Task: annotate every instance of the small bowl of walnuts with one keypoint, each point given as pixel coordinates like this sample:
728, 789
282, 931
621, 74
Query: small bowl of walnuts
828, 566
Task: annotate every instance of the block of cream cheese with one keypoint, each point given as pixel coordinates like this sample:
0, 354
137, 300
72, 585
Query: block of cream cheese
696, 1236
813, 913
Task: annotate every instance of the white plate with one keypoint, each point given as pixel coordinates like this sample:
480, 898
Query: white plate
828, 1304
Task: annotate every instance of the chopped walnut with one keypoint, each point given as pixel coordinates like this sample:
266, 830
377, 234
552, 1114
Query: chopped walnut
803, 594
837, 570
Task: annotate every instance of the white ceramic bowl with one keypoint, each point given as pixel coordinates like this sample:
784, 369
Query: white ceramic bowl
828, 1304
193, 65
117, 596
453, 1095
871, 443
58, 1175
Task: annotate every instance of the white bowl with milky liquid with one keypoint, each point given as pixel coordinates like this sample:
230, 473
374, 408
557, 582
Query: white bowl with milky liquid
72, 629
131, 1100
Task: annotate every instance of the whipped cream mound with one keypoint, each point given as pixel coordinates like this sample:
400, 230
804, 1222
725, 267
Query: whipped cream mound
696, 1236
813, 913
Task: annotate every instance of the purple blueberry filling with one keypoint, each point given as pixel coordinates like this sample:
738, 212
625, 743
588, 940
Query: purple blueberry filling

...

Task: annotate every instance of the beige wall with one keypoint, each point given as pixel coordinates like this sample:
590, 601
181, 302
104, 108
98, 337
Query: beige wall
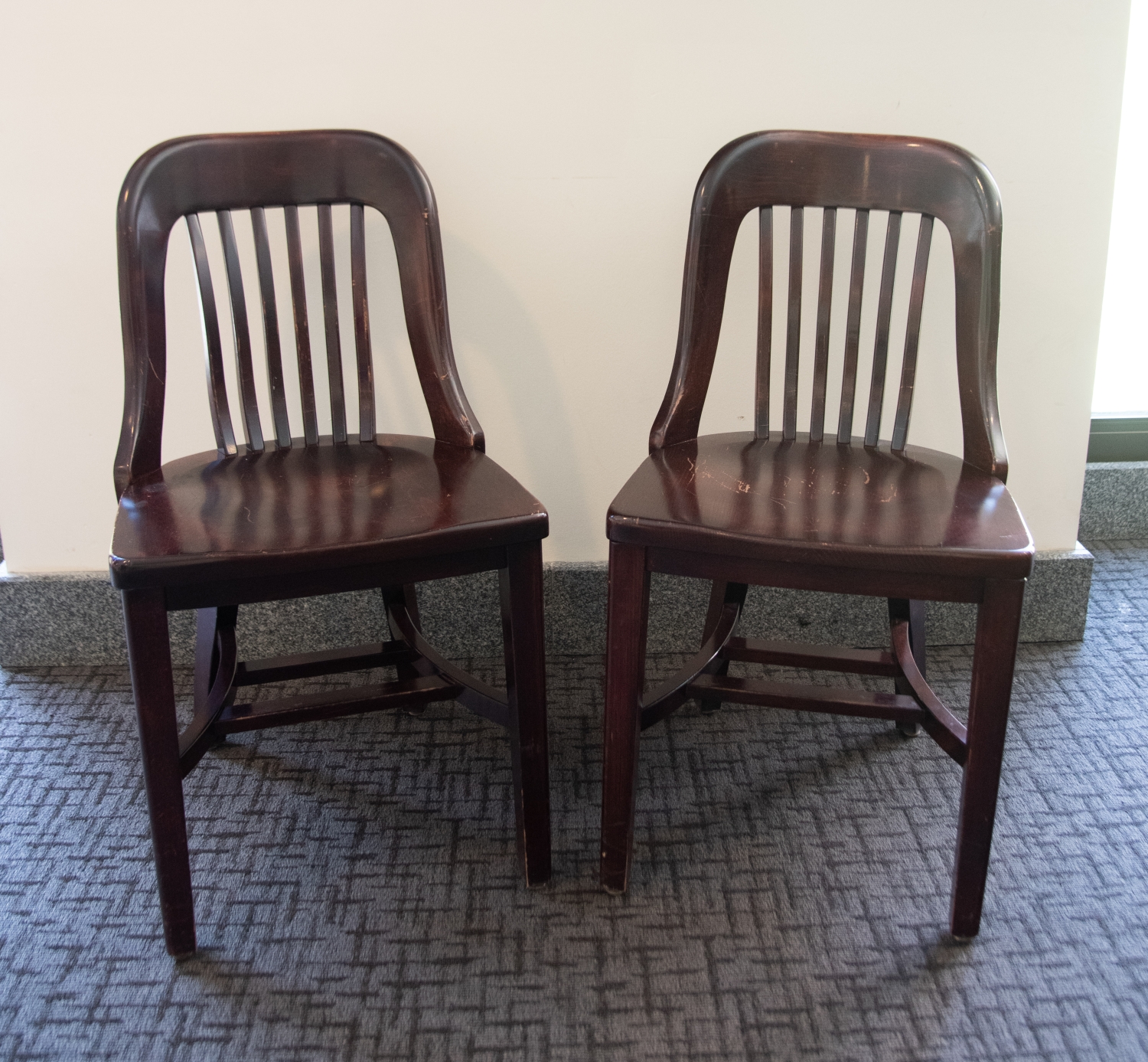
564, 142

◆ WHAT IS NEEDED ◆
Report the number of lines in the material above that include the string "pixel". Nothing else belongs in the answer.

◆ SOLUTION TO THE PROBLEM ◆
9